#### Problem requirements:
Please give the records below again in full, exactly, with the images left out.

(Data records)
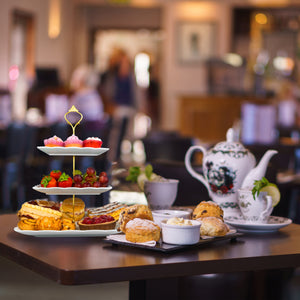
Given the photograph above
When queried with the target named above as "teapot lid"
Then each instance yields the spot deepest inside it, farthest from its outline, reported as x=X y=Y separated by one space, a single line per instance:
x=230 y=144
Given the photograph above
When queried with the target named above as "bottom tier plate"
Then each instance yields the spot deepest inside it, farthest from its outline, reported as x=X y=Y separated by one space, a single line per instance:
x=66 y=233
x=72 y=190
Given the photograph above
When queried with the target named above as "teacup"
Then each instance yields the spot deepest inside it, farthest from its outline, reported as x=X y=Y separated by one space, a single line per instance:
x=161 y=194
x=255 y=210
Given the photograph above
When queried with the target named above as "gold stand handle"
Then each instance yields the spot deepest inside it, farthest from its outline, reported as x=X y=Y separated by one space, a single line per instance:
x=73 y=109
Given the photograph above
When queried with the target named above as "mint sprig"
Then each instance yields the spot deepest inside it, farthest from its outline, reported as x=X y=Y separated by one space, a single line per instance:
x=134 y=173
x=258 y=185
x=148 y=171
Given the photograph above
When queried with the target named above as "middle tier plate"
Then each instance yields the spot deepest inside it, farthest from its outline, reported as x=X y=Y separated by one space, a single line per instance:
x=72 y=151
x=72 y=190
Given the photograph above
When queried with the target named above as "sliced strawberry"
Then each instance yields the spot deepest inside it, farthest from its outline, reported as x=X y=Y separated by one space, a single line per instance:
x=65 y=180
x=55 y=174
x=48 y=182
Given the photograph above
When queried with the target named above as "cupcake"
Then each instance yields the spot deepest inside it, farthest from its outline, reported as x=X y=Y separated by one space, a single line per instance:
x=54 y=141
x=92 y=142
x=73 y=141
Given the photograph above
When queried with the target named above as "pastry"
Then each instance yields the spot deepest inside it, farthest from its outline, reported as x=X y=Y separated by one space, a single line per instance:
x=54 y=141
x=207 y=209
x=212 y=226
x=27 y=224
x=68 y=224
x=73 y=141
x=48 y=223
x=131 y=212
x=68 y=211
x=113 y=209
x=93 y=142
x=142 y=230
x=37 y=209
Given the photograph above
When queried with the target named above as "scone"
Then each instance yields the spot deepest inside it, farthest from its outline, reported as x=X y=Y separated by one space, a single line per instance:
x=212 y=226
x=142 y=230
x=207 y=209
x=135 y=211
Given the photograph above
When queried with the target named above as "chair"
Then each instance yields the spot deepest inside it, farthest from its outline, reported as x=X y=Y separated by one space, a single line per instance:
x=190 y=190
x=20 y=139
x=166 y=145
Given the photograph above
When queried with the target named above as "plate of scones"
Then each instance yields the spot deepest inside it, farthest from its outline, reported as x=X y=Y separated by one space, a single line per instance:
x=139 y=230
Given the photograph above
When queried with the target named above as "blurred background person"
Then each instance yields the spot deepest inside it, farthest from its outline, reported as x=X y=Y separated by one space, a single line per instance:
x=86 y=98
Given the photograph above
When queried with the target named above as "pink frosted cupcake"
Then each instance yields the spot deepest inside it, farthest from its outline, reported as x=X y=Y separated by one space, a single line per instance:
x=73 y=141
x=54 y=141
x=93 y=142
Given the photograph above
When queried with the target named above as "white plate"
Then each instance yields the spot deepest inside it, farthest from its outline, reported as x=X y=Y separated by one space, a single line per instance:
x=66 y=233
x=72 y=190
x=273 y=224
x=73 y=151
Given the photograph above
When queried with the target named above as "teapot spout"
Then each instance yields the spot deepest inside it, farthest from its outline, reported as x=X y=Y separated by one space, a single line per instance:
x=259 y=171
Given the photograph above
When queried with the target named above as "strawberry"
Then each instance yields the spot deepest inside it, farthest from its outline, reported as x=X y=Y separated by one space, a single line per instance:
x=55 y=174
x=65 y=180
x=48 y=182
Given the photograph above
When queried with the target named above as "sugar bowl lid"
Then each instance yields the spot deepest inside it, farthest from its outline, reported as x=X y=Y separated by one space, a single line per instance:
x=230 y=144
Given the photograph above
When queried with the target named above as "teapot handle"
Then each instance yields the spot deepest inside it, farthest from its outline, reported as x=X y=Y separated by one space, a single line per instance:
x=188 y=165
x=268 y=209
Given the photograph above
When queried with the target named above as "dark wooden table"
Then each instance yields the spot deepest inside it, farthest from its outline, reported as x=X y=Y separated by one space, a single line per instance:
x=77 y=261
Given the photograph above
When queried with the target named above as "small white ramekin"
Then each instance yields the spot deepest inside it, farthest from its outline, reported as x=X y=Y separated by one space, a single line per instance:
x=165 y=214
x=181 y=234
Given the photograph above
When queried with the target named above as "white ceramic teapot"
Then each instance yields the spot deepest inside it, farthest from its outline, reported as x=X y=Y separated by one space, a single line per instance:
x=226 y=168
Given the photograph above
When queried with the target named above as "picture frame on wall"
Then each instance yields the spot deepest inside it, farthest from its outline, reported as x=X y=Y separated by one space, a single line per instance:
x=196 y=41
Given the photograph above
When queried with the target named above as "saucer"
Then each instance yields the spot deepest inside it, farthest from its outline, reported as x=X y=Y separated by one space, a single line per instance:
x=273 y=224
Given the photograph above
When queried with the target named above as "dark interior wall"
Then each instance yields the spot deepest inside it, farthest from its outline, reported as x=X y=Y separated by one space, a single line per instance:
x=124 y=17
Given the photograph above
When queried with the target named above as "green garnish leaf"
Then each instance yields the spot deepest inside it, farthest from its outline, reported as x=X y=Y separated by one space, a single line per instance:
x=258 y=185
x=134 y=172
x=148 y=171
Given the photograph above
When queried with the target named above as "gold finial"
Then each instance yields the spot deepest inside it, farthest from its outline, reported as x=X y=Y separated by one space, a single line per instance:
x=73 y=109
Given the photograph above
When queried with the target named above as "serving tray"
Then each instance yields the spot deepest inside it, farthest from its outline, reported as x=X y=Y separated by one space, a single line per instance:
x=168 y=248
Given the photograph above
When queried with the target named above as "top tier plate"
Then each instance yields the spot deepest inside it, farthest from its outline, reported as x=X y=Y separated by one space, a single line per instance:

#### Answer to this task:
Given the photograph above
When queried with the target named above as "teapot lid"
Then each instance yields the spot deepest inside it, farthest from its outline, reported as x=X y=Y separated by one space, a single line per instance:
x=230 y=144
Given the photograph above
When queried with the target named above as "bottom tier plate"
Then each instance yields the spot deepest inside it, farthest from its outline, reported as x=X y=Y separated by one space, a single line per instance:
x=66 y=233
x=72 y=190
Given the photograph above
When queried with the target named above as "teacup"
Then each instance yields the spot deepest inside it, farthest from its outline, reported as x=X y=Y separated by one space, a single line per instance:
x=161 y=194
x=255 y=210
Given the photograph above
When queried with the target named above as "gold stand handle"
Then each instance yields the spot deepest inside it, farthest from its outline, reported as x=X y=Y separated by one space, a single line per instance:
x=73 y=109
Given the photograph above
When queried with the target named above as "mint sprig"
Then each instance yields the spot deepest inside it, farthest from its outline, reported as x=X y=Y separated by one space, a single line per instance:
x=134 y=173
x=258 y=185
x=148 y=171
Given the photograph above
When queried with the target named above as "middle tier plate"
Then each instance yields the spot deepest inside it, farthest from its outline, reported as x=X y=Y separated by one space, a single line per instance:
x=72 y=151
x=72 y=190
Given the photograph above
When queried with the target named above as "sliced strawberry"
Then each instance yields the spot deepest inside it, farthest from its outline, reported as x=X y=Y separated by one space, a single line per instance:
x=65 y=180
x=55 y=174
x=48 y=182
Given the photograph above
When queried with the target named above as "cupcake"
Then each instance yields the spot deepest inside it, farthest from its outline, reported as x=X y=Y separated by one space, a single line per instance:
x=54 y=141
x=92 y=142
x=73 y=141
Given the photograph above
When queried with the target named above as "pastry"
Then each instance yields the spot deepest inside it, farthest from its outline, reported as x=X y=Y separated by one space, a single line per instance:
x=54 y=141
x=207 y=209
x=212 y=226
x=27 y=224
x=68 y=224
x=73 y=141
x=48 y=223
x=131 y=212
x=68 y=211
x=113 y=209
x=93 y=142
x=142 y=230
x=37 y=209
Given the photograph above
When queried with the target named above as "scone"
Then each instance yields the spot deepest inside it, farthest from its outline, reported as x=X y=Y separated by one space, a single line per instance:
x=212 y=226
x=142 y=230
x=207 y=209
x=135 y=211
Given the photograph above
When queried with the target named above as "chair"
Then each instance yields the spot deepest inside it, farthest from its outline, reported as x=X y=Y separated by one space, a single line per instance:
x=190 y=190
x=20 y=139
x=166 y=145
Given the photograph above
When queried with the target named above as "plate of scones"
Then each instance yields the spot deepest inside it, farthest from its outline, reported as x=X y=Y separated by one space, a single line per instance:
x=139 y=230
Given the photograph above
When queried with the target named above as "blurred background person"
Then each instance yields the spot deepest inside it, farthest from its outline, reported as x=X y=Y separated by one space, a single line per instance:
x=86 y=98
Given the photograph above
When queried with the target named above as "pink frosted cupcake"
Then each instance yields the spot deepest inside it, farthest from its outline, reported as x=X y=Y separated by one space, a single line per instance:
x=73 y=141
x=54 y=141
x=93 y=142
Given the photograph above
When queried with the target named above as "white plate"
Then each instance yields the spot deepest inside it, farthest from its outline, reported as x=X y=Y separated by one space, a single line per instance:
x=66 y=233
x=72 y=190
x=273 y=224
x=73 y=151
Given the photograph above
When queried with the target named above as "teapot spout"
Then each instance yields the spot deepest inside it, farthest from its outline, reported as x=X y=Y separated by one space, a single line per instance:
x=259 y=171
Given the photograph above
When queried with the target named above as "strawberry"
Then each instance yields the spot deepest inside it, farthest from its outline, reported as x=X y=Y separated by one space, a single line per instance:
x=55 y=174
x=65 y=180
x=48 y=182
Given the photograph above
When queried with the target named above as "sugar bowl lid"
Then each instance yields the spot deepest inside it, farthest from its outline, reported as x=X y=Y separated by one space, a single line per instance:
x=230 y=144
Given the photograph above
When queried with the target named above as "teapot handle"
Then each instance yields the spot deepest inside it, farthest from its outline, reported as x=X y=Y separated by one space, a single line per instance:
x=188 y=165
x=268 y=209
Given the photograph above
When queried with the target named above as "dark wooden table"
Then each instance yields the spot deepest inside it, farthest from its outline, reported as x=X y=Y separated by one space, a single line per instance:
x=77 y=261
Given the photograph above
When queried with the target named above as "small white ramekin"
Then each instance yields the spot deepest inside it, farthest from its outline, reported as x=X y=Y separated by one space, a single line per instance:
x=165 y=214
x=181 y=234
Given the photograph above
When queried with the target named above as "white ceramic teapot"
Then each instance yields the spot deepest inside it, farthest from its outline, reported as x=X y=Y separated by one space, a single line per instance:
x=226 y=168
Given the photograph above
When queried with the target named above as "picture frame on wall"
Then each instance yields the spot deepest inside it, farthest from its outline, reported as x=X y=Y separated by one space, a single line per instance:
x=196 y=41
Given the photograph above
When queried with the target named above as "saucer"
Then each instance yields the spot deepest inside it, farthest from its outline, reported as x=X y=Y separated by one space, a single line per instance:
x=273 y=224
Given the photograph above
When queried with the target named above as "dark interior wall"
Then each instance yields the spot deepest inside it, farthest from its outline, reported as x=X y=Y separated by one space, a single line per instance:
x=124 y=17
Given the photograph above
When queried with the target named above as "green garnish leaf"
Then each instance yields the spot deepest inside it, farthest from its outline, reported as x=X y=Y separated by one space, a single line per instance:
x=258 y=185
x=134 y=172
x=148 y=171
Given the photograph above
When queried with the target named above as "gold finial"
Then each instance yields the spot deepest inside it, farthest from its outline, reported as x=X y=Y separated by one space, a single line per instance:
x=73 y=109
Given the photograph above
When queried with the target named above as "serving tray"
Then each instance yields the spot deepest inside it, farthest from its outline, reported as x=X y=Y separated by one space, a single line per instance:
x=168 y=248
Given the photograph above
When queried with the target named above as "top tier plate"
Then each instance yields the spot deepest inside it, farthest from its outline, reported as x=X y=Y separated by one space, a single line per instance:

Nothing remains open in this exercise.